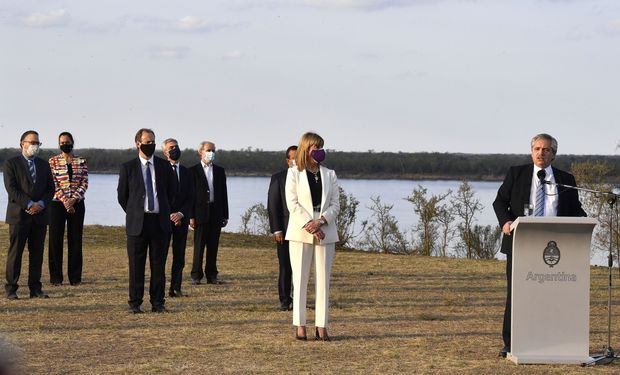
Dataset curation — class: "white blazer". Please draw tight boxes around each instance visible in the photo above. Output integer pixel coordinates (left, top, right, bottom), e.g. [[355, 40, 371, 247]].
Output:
[[285, 166, 340, 245]]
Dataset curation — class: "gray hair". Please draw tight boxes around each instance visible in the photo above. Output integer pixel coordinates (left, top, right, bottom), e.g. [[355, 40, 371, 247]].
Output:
[[161, 138, 179, 151], [198, 141, 215, 152], [530, 133, 558, 155]]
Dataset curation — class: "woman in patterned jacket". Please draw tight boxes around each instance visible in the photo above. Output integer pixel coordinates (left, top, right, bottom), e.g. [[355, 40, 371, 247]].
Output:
[[49, 132, 88, 285]]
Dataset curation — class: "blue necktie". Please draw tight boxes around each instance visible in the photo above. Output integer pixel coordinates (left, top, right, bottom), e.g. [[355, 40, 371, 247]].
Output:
[[146, 161, 155, 211], [534, 183, 545, 216], [28, 159, 37, 184]]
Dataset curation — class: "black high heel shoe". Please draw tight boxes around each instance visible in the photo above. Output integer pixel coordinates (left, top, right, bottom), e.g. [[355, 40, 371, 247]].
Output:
[[295, 327, 308, 341], [314, 327, 332, 341]]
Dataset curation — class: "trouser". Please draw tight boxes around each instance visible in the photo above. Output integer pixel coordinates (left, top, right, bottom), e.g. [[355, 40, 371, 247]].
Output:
____
List each line above that contains the word "Dataset", copying every such line in full.

Dataset curation — class: "white blazer". Please draw tight boxes around each instance visible in the photo above. Output integer pixel coordinates (left, top, right, bottom), e.g. [[355, 40, 371, 247]].
Dataset curation — class: "gray hair". Please draw tight boxes around each instance visible in the photo above. Output integer pixel coordinates (left, top, right, bottom), e.g. [[355, 40, 371, 247]].
Dataset curation — class: "woman in patterned jacket". Please draw tight boxes around each instance visible in the photo above. Output integer pixel coordinates (left, top, right, bottom), e.g. [[355, 40, 371, 247]].
Dataset curation — class: "blue necktie". Please draw tight boxes around each instance visible in the photo above. Output integer pixel coordinates (left, top, right, bottom), e.g. [[355, 40, 371, 247]].
Dataset curation — class: "black high heel shoe". Please draw tight boxes around each instance visible in the photo above. Output integer pixel coordinates (left, top, right, bottom), e.g. [[355, 40, 371, 247]].
Dataset curation — class: "trouser". Please draw tight boxes around each instance visible in the photo above. Output integer pixel coordinates (left, top, right, bottom), e.g. [[355, 40, 371, 247]].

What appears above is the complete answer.